*** Opening QUOTED PASSAGE ***

In a follow-up on the measles outbreak in Minnesota, officials with the Minnesota Department of Health (MDH) now put the outbreak at 50 cases in three counties– Hennepin, Ramsey and Crow Wing Counties.
The bulk of the cases are reported in Somali Americans who were unvaccinated (90 percent).
Health officials emphasize that the issue is the vaccination status. Director of the Infectious Disease Epidemiology, Prevention and Control Division at the MDH, Kristen Ehresmann said, “I want to be very clear that this outbreak has nothing to do with being Somali. It’s just the sheer fact of being unvaccinated.”
Minnesota Health Commissioner Ed Ehlinger, MD, MSPH piggybacked on that saying, “This is about unvaccinated children, not specific communities.”
The first measles vaccine was licensed for use in the US in 1963. An average of 549,000 measles cases and 495 measles deaths were reported annually in the decade prior to the live measles vaccine.
In 1989, a second-dose vaccination schedule was recommended by the Advisory Committee on Immunization Practices (ACIP), the American Academy of Pediatrics (AAP) and the American Academy of Family Physicians (AAFP).
By 2000, endemic measles was declared “eliminated” from the United States.
The CDC states that two doses of the MMR vaccine are 97% effective at preventing measles infection, while one dose is 93% effective.

*** Closing QUOTED PASSAGE ***
*** Opening DATASET ENTRIES ***

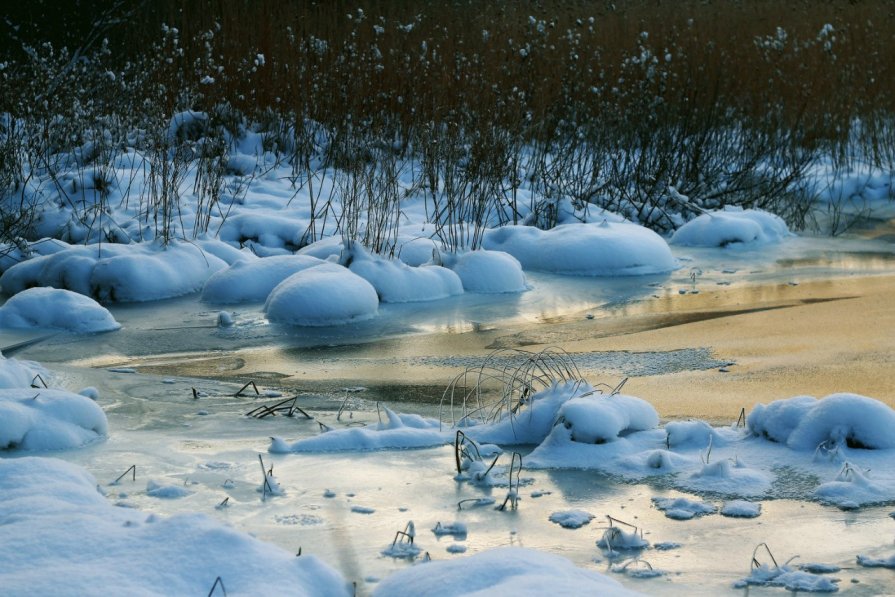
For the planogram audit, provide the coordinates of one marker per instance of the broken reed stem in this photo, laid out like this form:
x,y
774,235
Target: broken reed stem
x,y
217,581
132,469
243,388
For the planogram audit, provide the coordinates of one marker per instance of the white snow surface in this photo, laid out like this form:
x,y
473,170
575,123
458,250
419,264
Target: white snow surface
x,y
803,422
118,272
42,307
397,282
54,519
42,419
731,226
605,249
571,519
328,294
503,571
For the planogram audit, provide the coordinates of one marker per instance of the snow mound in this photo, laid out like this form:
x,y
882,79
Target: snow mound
x,y
691,434
732,225
253,279
606,249
804,423
488,271
54,519
730,476
571,519
18,374
869,562
55,308
397,282
534,421
48,420
502,571
601,419
328,294
116,272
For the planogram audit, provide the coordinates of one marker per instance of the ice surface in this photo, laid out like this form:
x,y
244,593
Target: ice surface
x,y
606,249
731,227
325,295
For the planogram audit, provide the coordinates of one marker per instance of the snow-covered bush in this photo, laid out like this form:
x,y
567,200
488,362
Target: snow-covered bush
x,y
804,423
731,226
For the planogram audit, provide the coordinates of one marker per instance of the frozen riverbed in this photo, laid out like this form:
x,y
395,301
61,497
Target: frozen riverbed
x,y
167,381
346,508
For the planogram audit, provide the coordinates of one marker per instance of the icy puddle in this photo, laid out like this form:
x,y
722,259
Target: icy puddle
x,y
202,455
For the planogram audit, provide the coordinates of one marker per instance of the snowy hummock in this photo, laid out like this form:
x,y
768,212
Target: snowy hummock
x,y
42,419
118,272
571,519
731,226
54,519
606,249
505,571
328,294
252,279
397,282
397,431
58,309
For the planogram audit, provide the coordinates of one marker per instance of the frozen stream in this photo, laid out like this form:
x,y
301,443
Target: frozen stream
x,y
347,507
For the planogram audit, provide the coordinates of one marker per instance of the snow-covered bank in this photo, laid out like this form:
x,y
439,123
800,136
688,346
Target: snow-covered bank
x,y
845,441
61,536
506,571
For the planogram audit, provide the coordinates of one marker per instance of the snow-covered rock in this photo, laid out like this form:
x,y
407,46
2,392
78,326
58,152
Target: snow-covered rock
x,y
117,272
397,282
58,309
804,423
731,226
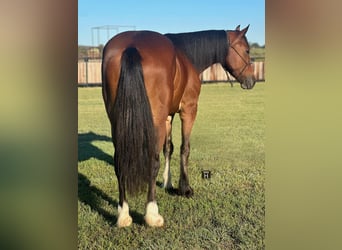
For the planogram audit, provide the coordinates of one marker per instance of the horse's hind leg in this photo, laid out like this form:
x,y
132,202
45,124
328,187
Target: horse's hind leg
x,y
152,216
187,118
168,150
124,219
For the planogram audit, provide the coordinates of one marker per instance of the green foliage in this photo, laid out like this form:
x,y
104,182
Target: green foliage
x,y
226,212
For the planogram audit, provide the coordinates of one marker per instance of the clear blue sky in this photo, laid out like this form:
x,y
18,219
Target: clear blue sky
x,y
173,16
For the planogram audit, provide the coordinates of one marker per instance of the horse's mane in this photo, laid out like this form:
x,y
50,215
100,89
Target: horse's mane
x,y
203,48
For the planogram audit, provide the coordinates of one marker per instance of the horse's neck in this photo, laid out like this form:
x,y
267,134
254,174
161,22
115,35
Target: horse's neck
x,y
203,48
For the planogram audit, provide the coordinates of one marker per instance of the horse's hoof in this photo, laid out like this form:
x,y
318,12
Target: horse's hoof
x,y
124,220
187,191
152,217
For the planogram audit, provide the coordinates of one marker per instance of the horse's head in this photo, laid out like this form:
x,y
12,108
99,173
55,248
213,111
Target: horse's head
x,y
238,61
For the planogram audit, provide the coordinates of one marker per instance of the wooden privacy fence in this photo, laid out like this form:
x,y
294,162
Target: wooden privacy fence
x,y
89,72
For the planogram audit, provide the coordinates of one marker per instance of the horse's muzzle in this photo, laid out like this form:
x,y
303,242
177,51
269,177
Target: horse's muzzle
x,y
248,83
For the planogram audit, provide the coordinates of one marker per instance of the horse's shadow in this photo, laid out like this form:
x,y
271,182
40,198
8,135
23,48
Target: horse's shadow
x,y
87,150
89,194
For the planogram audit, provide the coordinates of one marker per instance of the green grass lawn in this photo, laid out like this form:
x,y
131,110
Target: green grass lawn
x,y
226,211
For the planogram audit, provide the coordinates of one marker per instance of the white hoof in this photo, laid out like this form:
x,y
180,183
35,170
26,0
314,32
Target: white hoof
x,y
124,220
167,185
152,217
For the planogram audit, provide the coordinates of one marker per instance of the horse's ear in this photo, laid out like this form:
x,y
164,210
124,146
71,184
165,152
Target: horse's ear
x,y
244,31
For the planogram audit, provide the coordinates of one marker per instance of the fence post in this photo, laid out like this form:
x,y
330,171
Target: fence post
x,y
86,59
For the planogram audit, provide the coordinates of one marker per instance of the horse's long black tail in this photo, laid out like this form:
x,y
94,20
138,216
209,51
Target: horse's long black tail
x,y
132,125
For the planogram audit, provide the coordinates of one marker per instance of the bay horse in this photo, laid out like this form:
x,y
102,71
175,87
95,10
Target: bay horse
x,y
147,78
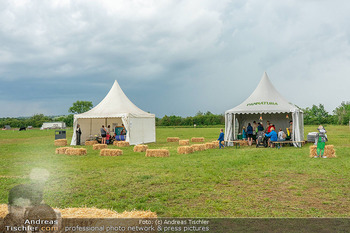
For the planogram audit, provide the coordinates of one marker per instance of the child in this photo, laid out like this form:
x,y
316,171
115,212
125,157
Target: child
x,y
221,138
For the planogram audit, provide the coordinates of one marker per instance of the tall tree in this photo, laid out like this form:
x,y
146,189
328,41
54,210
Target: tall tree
x,y
80,107
342,113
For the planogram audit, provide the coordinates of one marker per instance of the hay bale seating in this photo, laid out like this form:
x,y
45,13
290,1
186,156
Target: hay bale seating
x,y
157,153
198,147
184,142
103,213
185,150
328,151
62,150
201,139
76,151
243,143
209,145
99,146
172,139
111,152
90,143
61,142
140,148
216,144
92,213
121,143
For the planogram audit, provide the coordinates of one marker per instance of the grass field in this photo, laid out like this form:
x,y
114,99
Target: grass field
x,y
243,182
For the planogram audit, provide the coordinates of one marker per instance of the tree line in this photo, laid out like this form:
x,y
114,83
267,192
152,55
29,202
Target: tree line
x,y
316,114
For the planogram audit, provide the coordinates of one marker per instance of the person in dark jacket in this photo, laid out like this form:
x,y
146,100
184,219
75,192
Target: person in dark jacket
x,y
221,138
250,134
321,139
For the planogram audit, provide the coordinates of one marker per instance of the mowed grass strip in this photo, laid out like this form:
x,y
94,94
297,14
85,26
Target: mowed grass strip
x,y
244,182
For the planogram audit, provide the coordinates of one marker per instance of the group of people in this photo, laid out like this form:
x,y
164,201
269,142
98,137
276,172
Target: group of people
x,y
107,134
269,133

*** Closing DATASET ENTRIES ***

**PROBLEM SET:**
A) According to the measles report, how effective does the CDC say one dose of the MMR vaccine is at preventing measles infection?
B) For each statement, say whether it agrees with the measles report. Give yes or no, and quote the deciding words.
(i) The outbreak covers cases in three counties.
(ii) The first measles vaccine was licensed for use in the US in 1989.
(iii) Endemic measles was declared eliminated from the United States by 2000.
The lines have nothing to do with the measles report.

**ANSWERS GIVEN:**
A) 93% effective.

B)
(i) Yes: "now put the outbreak at 50 cases in three counties"
(ii) No: "The first measles vaccine was licensed for use in the US in 1963."
(iii) Yes: "By 2000, endemic measles was declared “eliminated” from the United States."